▸ Passage provided:
╔══

Wednesday, August 31, 2011

Just stay out of it!

You know, I'm not one to rant and rage against adoptive parents or PAP's. As a general rule I'm not hateful toward people. I hate the money grubbing adoption industry but I don't hate people. There are some really great adoptive parents out there. Now here comes the 'but'. There is a page on facebook that's meant to be a source for expectant mothers who are considering adoption. They want to hear from mothers who have been down that road and are willing to share their experience and knowledge. Well, since I've lived with adoption as a mother who lost a child at birth I thought I would comment and share some of my blog posting. I also thought it would be good for them to hear from an adult adoptee so I shared a couple of Amanda's posts with them as well. I think EVERYONE involved in adoption should listen to what adoptees have to say. Plus, I wish there were people around who could've shared some of this stuff with me 31 years ago.

Anyway, it wasn't long at all before the admin was being warned by an AP about the "anti-adoption forces on facebook". She was there to offer help and support should things get out of hand with these forces. Gosh, am I part of a force? That's pretty cool :) My point is though, why is an AP on that page to begin with. Is she there to monitor the dialogue to see how the baby market is holding up? Is she looking for more babies and is afraid that someone like me might have a "negative" influence on the suppliers? Aside from this one person I also saw several posts by PAP's just openly advertising that they were looking for babies. Like I said, this is a group by mothers for mothers who are in need of support and information. Why can't these greedy, selfish people stay out of it and let these women hear from the mothers who have been there. We can tell them exactly what it's like to lose a child, not only in the months following the birth but decades later. If you're trying to prevent an expectant mother from hearing the real truth from other's real life experiences about what it's like to live with adoption then you are contributing to the coercion of that woman.

╚══

▸ Segmentation labeling rows:
╔══

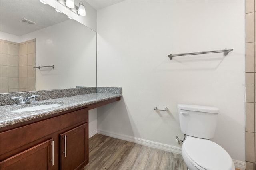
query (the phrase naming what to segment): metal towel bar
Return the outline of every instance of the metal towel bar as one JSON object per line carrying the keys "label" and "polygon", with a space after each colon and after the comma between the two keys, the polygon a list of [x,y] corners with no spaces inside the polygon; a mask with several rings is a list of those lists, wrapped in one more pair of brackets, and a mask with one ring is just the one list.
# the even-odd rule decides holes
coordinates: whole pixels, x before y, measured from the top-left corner
{"label": "metal towel bar", "polygon": [[167,107],[165,107],[164,109],[157,109],[157,107],[156,107],[156,106],[155,106],[154,107],[154,108],[153,108],[154,109],[154,110],[158,110],[158,111],[168,111],[168,108],[167,108]]}
{"label": "metal towel bar", "polygon": [[44,67],[52,67],[53,69],[54,68],[54,65],[47,65],[47,66],[38,66],[38,67],[34,67],[33,68],[36,68],[37,69],[40,69],[40,68],[44,68]]}
{"label": "metal towel bar", "polygon": [[168,57],[170,58],[170,60],[172,59],[172,57],[180,56],[183,55],[196,55],[197,54],[210,54],[211,53],[224,53],[224,55],[227,56],[228,53],[233,51],[233,49],[227,49],[225,48],[225,49],[222,49],[220,50],[215,50],[215,51],[202,51],[202,52],[196,52],[195,53],[183,53],[182,54],[170,54],[168,55]]}

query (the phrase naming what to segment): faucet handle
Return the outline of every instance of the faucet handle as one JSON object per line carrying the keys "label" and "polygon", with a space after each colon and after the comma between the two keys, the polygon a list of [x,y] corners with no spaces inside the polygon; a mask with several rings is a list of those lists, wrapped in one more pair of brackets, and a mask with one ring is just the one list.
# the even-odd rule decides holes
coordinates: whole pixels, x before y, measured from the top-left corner
{"label": "faucet handle", "polygon": [[17,105],[23,105],[25,104],[25,102],[23,101],[23,97],[22,96],[18,96],[16,97],[11,97],[12,99],[19,99]]}
{"label": "faucet handle", "polygon": [[33,98],[33,97],[39,97],[39,96],[40,96],[40,95],[31,95],[31,98]]}
{"label": "faucet handle", "polygon": [[40,95],[32,95],[31,97],[32,98],[33,98],[33,100],[32,101],[32,103],[36,103],[36,99],[35,99],[35,97],[39,97],[39,96],[40,96]]}

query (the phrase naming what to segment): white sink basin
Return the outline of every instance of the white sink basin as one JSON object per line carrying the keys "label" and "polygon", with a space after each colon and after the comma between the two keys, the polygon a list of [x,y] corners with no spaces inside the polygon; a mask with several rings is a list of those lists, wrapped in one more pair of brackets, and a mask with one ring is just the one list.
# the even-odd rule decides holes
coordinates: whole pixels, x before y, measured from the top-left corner
{"label": "white sink basin", "polygon": [[15,110],[12,111],[12,112],[27,112],[28,111],[35,111],[39,110],[45,109],[46,109],[52,108],[52,107],[57,107],[61,106],[61,104],[50,104],[47,105],[42,105],[38,106],[32,106],[31,107],[24,107],[24,108],[20,109],[17,110]]}

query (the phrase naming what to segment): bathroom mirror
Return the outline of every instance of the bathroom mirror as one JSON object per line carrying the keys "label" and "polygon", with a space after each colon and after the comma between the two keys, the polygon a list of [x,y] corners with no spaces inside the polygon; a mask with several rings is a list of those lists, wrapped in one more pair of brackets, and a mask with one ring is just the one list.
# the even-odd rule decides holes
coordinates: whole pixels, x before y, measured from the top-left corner
{"label": "bathroom mirror", "polygon": [[95,32],[39,0],[0,3],[0,93],[96,86]]}

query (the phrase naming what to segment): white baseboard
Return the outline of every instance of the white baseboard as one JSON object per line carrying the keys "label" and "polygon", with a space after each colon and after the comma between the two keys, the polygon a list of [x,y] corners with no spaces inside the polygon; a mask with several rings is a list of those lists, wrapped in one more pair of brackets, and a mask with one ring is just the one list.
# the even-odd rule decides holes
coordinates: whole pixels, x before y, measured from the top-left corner
{"label": "white baseboard", "polygon": [[[103,134],[104,135],[107,136],[112,138],[116,138],[117,139],[142,144],[142,145],[146,146],[149,146],[152,148],[166,150],[166,151],[170,152],[171,152],[181,154],[181,148],[179,148],[178,147],[163,144],[161,143],[153,142],[150,140],[142,139],[140,138],[135,138],[130,136],[117,134],[116,133],[110,132],[107,132],[102,130],[97,129],[97,132],[99,134]],[[235,164],[236,168],[241,170],[245,170],[246,164],[245,162],[235,160],[233,160],[233,161]]]}
{"label": "white baseboard", "polygon": [[235,164],[236,168],[239,169],[241,170],[245,170],[246,164],[245,162],[241,161],[240,160],[233,160],[233,162]]}
{"label": "white baseboard", "polygon": [[90,138],[91,137],[92,137],[96,134],[97,134],[97,129],[95,129],[92,132],[91,132],[89,133],[89,138]]}
{"label": "white baseboard", "polygon": [[128,142],[131,142],[138,144],[142,144],[142,145],[156,148],[156,149],[166,150],[166,151],[170,152],[176,154],[181,154],[181,148],[178,147],[174,146],[173,146],[163,144],[161,143],[153,142],[140,138],[135,138],[134,137],[128,135],[117,134],[110,132],[106,132],[101,130],[98,129],[97,132],[99,134],[103,134],[108,136],[121,139],[122,140]]}

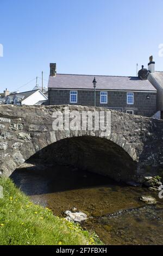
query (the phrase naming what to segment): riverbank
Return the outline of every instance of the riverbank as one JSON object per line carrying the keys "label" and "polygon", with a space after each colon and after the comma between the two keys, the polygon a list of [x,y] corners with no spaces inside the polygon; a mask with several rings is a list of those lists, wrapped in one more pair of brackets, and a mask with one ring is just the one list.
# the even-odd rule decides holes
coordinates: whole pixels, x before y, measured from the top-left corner
{"label": "riverbank", "polygon": [[[93,230],[105,245],[162,245],[163,208],[158,192],[133,187],[70,166],[41,164],[31,160],[11,179],[30,200],[66,217],[77,209],[88,216],[82,227]],[[152,196],[156,205],[140,199]]]}
{"label": "riverbank", "polygon": [[31,202],[9,179],[0,179],[1,245],[101,245],[95,233]]}

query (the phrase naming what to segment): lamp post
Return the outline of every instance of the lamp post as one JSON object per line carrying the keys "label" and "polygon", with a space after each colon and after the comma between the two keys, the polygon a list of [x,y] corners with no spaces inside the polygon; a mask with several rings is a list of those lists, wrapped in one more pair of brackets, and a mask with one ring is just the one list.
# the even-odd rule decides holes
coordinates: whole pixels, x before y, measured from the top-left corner
{"label": "lamp post", "polygon": [[96,80],[95,76],[94,77],[92,83],[93,83],[93,87],[94,87],[95,107],[96,107],[96,87],[97,81]]}

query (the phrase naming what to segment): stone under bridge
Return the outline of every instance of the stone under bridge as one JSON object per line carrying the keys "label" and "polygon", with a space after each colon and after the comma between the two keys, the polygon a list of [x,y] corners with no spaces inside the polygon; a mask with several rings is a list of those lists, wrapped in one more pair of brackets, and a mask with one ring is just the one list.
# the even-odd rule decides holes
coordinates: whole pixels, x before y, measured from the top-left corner
{"label": "stone under bridge", "polygon": [[[64,106],[0,106],[0,172],[9,176],[33,156],[87,169],[117,181],[141,181],[163,169],[163,121],[111,111],[111,134],[54,131],[53,113]],[[73,111],[104,108],[69,106]]]}

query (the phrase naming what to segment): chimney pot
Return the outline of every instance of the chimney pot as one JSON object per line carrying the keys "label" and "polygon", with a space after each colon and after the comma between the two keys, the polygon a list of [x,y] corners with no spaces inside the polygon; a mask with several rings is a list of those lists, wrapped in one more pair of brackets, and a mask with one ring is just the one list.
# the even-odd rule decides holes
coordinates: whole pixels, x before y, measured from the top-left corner
{"label": "chimney pot", "polygon": [[153,56],[149,57],[149,62],[148,64],[148,71],[151,73],[154,73],[155,72],[155,62],[153,61]]}
{"label": "chimney pot", "polygon": [[50,76],[56,76],[56,63],[50,63]]}
{"label": "chimney pot", "polygon": [[4,97],[6,97],[10,94],[10,92],[8,90],[8,88],[6,88],[5,90],[4,91]]}

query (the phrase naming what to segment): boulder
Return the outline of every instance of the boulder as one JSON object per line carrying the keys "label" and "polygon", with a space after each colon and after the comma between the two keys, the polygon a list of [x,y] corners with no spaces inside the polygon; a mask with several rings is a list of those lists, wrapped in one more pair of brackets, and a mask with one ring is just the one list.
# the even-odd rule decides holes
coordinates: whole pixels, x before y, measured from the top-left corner
{"label": "boulder", "polygon": [[140,199],[148,204],[156,204],[157,203],[156,199],[151,196],[142,196]]}
{"label": "boulder", "polygon": [[65,213],[67,215],[66,219],[69,221],[80,223],[87,218],[86,214],[82,212],[72,212],[70,211],[66,211]]}

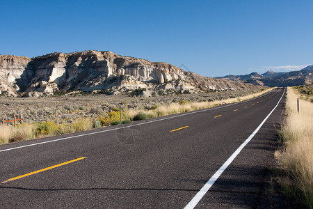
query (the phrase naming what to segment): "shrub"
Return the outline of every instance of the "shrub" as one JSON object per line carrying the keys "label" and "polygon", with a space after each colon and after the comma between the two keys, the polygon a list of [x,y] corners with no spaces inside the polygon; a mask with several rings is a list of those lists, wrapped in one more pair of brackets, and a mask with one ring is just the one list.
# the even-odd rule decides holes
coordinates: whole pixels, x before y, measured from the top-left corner
{"label": "shrub", "polygon": [[139,112],[134,118],[133,121],[141,121],[149,118],[149,116],[144,112]]}
{"label": "shrub", "polygon": [[187,104],[187,103],[188,103],[189,102],[188,101],[187,101],[187,100],[181,100],[180,102],[179,102],[179,104]]}
{"label": "shrub", "polygon": [[93,123],[93,127],[94,128],[99,128],[102,127],[102,125],[101,125],[101,123],[99,120],[95,120],[95,123]]}
{"label": "shrub", "polygon": [[53,122],[40,122],[37,125],[36,136],[39,134],[50,134],[54,133],[56,125]]}

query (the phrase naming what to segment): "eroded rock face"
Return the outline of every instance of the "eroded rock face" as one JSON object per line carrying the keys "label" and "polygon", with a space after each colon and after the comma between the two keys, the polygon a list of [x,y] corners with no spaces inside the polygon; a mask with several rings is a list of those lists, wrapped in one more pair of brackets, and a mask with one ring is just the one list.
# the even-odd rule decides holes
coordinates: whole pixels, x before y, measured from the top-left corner
{"label": "eroded rock face", "polygon": [[[207,78],[166,63],[122,56],[111,52],[51,53],[29,59],[0,55],[0,91],[16,96],[57,91],[93,92],[115,88],[201,91],[239,90],[253,85]],[[33,93],[36,92],[36,93]]]}

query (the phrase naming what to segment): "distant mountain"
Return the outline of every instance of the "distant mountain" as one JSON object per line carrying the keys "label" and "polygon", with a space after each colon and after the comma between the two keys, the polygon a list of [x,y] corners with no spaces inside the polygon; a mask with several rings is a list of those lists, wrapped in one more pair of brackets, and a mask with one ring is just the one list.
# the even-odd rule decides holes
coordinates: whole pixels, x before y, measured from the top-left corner
{"label": "distant mountain", "polygon": [[119,94],[136,90],[163,95],[256,88],[259,86],[205,77],[166,63],[109,51],[55,52],[33,59],[0,55],[0,95],[5,95],[40,96],[77,91]]}
{"label": "distant mountain", "polygon": [[311,84],[313,83],[313,65],[298,70],[289,72],[275,72],[268,70],[264,74],[252,72],[244,75],[227,75],[216,77],[243,82],[245,83],[267,86],[295,86],[299,85]]}

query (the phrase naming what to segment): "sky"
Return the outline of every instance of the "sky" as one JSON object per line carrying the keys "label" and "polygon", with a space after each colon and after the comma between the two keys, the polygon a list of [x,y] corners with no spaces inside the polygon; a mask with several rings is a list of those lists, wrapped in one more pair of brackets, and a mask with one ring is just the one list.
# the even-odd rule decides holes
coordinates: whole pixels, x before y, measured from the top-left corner
{"label": "sky", "polygon": [[0,54],[111,51],[208,77],[313,63],[313,1],[0,0]]}

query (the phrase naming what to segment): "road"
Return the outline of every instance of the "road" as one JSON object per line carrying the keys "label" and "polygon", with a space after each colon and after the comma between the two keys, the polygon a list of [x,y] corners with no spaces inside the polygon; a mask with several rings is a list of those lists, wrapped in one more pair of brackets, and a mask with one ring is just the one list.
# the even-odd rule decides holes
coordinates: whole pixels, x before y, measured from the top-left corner
{"label": "road", "polygon": [[0,146],[1,207],[263,207],[284,93]]}

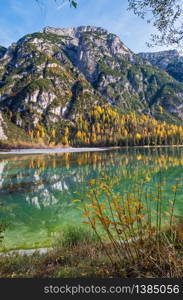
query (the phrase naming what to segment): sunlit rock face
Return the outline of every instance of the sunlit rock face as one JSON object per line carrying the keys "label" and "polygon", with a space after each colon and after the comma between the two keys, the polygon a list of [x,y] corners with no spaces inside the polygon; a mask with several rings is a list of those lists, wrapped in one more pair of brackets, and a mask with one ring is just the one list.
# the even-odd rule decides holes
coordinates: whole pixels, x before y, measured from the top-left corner
{"label": "sunlit rock face", "polygon": [[183,56],[177,50],[142,52],[138,55],[183,82]]}
{"label": "sunlit rock face", "polygon": [[[74,126],[84,109],[104,103],[124,113],[135,110],[182,121],[183,84],[174,80],[173,59],[181,70],[176,51],[136,55],[100,27],[46,27],[8,49],[0,47],[0,110],[26,132],[38,125]],[[3,114],[4,137],[11,138]]]}

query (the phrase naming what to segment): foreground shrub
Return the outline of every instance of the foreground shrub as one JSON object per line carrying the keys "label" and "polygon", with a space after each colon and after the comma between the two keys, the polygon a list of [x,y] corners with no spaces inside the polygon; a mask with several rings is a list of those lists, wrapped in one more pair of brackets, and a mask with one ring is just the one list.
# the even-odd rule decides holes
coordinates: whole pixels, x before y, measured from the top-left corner
{"label": "foreground shrub", "polygon": [[[181,222],[176,224],[174,211],[180,184],[171,187],[168,207],[163,206],[163,181],[153,194],[143,190],[143,184],[132,187],[132,193],[116,193],[112,180],[105,174],[91,180],[89,186],[79,208],[87,219],[84,223],[95,232],[112,266],[120,271],[127,261],[137,269],[143,265],[164,271],[166,276],[167,272],[170,277],[179,276],[182,263],[177,247],[182,248]],[[105,236],[115,255],[111,255]]]}

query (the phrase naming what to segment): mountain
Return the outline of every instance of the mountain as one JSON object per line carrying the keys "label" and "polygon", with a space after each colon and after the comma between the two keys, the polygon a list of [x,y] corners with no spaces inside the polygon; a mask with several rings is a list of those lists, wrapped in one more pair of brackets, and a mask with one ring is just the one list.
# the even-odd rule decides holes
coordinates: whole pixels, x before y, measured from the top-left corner
{"label": "mountain", "polygon": [[174,79],[183,82],[183,56],[177,50],[142,52],[140,57],[166,71]]}
{"label": "mountain", "polygon": [[5,54],[6,48],[0,45],[0,58]]}
{"label": "mountain", "polygon": [[85,121],[93,132],[85,117],[97,106],[106,127],[109,115],[134,111],[182,123],[183,84],[103,28],[46,27],[0,51],[1,140],[58,142]]}

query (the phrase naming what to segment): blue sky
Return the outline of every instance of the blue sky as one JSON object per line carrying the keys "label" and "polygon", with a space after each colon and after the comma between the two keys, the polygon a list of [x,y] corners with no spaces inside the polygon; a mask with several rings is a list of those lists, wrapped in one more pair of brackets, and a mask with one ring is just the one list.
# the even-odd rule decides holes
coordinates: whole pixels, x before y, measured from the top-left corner
{"label": "blue sky", "polygon": [[134,52],[166,50],[149,49],[146,41],[154,28],[127,11],[127,0],[79,0],[77,9],[67,0],[0,0],[0,45],[9,46],[27,33],[45,26],[75,27],[92,25],[106,28],[120,36]]}

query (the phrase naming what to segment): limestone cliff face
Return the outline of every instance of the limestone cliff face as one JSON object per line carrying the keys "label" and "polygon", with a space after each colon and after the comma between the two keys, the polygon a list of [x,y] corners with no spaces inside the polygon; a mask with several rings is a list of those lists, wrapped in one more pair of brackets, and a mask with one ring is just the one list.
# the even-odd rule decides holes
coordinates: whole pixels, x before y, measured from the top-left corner
{"label": "limestone cliff face", "polygon": [[177,81],[183,82],[183,56],[177,50],[139,53],[152,65],[166,71]]}
{"label": "limestone cliff face", "polygon": [[91,104],[109,103],[157,119],[161,105],[169,121],[182,120],[183,84],[165,72],[167,57],[176,55],[166,56],[162,71],[103,28],[46,27],[0,47],[2,118],[25,130],[63,129]]}

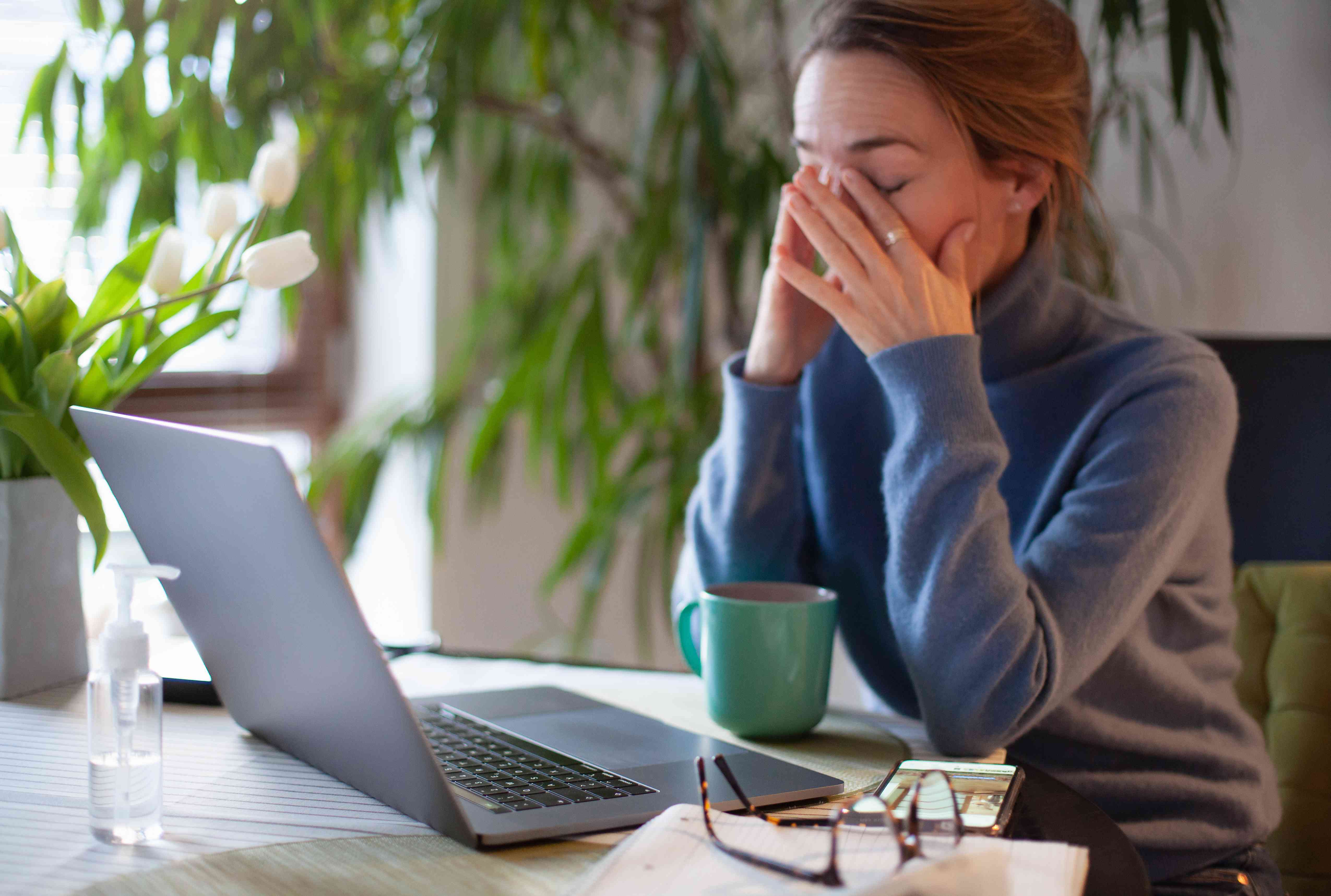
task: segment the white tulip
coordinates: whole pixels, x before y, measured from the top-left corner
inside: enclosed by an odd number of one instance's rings
[[[299,162],[295,145],[270,140],[258,148],[254,168],[250,169],[250,190],[269,208],[286,205],[295,194]]]
[[[180,289],[181,269],[185,265],[185,234],[177,228],[166,228],[157,237],[153,260],[148,262],[144,282],[158,296],[169,296]]]
[[[204,197],[198,202],[198,217],[204,220],[204,233],[213,242],[220,241],[236,226],[240,217],[237,193],[234,184],[213,184],[204,190]]]
[[[319,257],[310,249],[306,230],[265,240],[241,254],[241,277],[256,289],[294,286],[318,266]]]

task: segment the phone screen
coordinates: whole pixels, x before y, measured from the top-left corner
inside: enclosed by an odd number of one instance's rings
[[[1016,766],[994,766],[990,763],[945,763],[906,760],[897,766],[892,779],[881,791],[882,801],[892,808],[892,815],[904,819],[909,809],[906,793],[910,785],[926,771],[940,770],[952,779],[952,789],[957,795],[957,811],[961,823],[968,828],[989,828],[998,821],[1004,797],[1012,787]]]

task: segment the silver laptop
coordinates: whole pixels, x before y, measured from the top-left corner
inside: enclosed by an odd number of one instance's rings
[[[642,824],[724,754],[756,804],[835,778],[554,687],[407,700],[277,450],[75,407],[79,431],[242,727],[471,845]],[[739,808],[719,775],[716,808]]]

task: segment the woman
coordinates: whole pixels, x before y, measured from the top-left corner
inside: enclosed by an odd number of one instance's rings
[[[1274,896],[1275,775],[1233,688],[1234,389],[1058,278],[1089,117],[1047,0],[824,7],[676,600],[831,587],[864,679],[941,750],[1008,746],[1093,799],[1157,893]]]

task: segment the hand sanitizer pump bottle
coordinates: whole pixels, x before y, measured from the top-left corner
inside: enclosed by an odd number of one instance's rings
[[[88,676],[88,811],[98,840],[134,844],[162,835],[162,679],[148,668],[148,632],[129,603],[137,579],[174,579],[180,570],[110,568],[120,607]]]

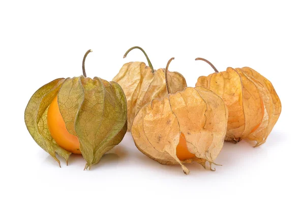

╚══

▸ Requests:
1: In the blog post about adoption, whose posts did the writer share with the Facebook page besides the writer's own?
2: Copy out the rows from the line containing "task: segment the hand sanitizer pump bottle" down through the end of the rows, subtracting 130 from every coordinate in the answers. Don't include the pictures.

▸ Exercise responses:
1: A couple of Amanda's posts, those of an adult adoptee.

2:
task: segment the hand sanitizer pump bottle
coordinates: whole pixels, x before y, measured from the top-left corner
inside: enclosed by an odd number of one instance's rings
[[[-42,546],[-42,681],[-32,710],[4,714],[32,705],[32,549],[18,538],[18,502],[-1,473],[7,449],[44,449],[50,440],[-20,438],[-10,477]]]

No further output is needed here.